- _Selected excerpt_
** begin **
But they have now concluded that he was trapped by accident, after it emerged that the resident who raised the alarm was in fact his mother. The unmarried 22-year-old had hidden her pregnancy and secretly delivered the baby on Saturday in the shared bathroom; she said he had slipped into the squat toilet by accident.

An official in Pujiang county's propaganda office told Associated Press on Thursday that police concluded the woman did not initially identify herself as the mother out of fright.

Zhang Jianbo, the head of Punan police station, told China News Service that the woman's parents were now caring for the baby, who suffered minor cuts and bruises but is otherwise healthy. He added that the man believed to be the father had been found and that a paternity test would be carried out.

Earlier, authorities told AP that the baby had been released into the care of his mother and a man claiming to be his father, while Xinhua said that both the mother and her parents would care for him.

Wellwishers had inundated officials with offers to adopt the little boy.

"Even if some other people wanted to adopt this baby, since his mother is still there, it would be a very complicated and hard process for other people to adopt him," said Xiong Bingqi, deputy director of the independent 21st Century Education Research Institute.

But he said the baby's care would not be supervised by social workers, as would be expected elsewhere.
** end **
- _Goal_
Return, word for word, the part of the news excerpt about the baby found in Pujiang county that begins at the words "Earlier, authorities told" and stops after "the little boy.".

- _Provided material_
** begin **
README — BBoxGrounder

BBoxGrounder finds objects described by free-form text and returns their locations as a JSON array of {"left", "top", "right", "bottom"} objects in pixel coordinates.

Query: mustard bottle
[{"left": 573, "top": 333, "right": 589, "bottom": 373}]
** end **
- _Answer for the task_
Earlier, authorities told AP that the baby had been released into the care of his mother and a man claiming to be his father, while Xinhua said that both the mother and her parents would care for him.

Wellwishers had inundated officials with offers to adopt the little boy.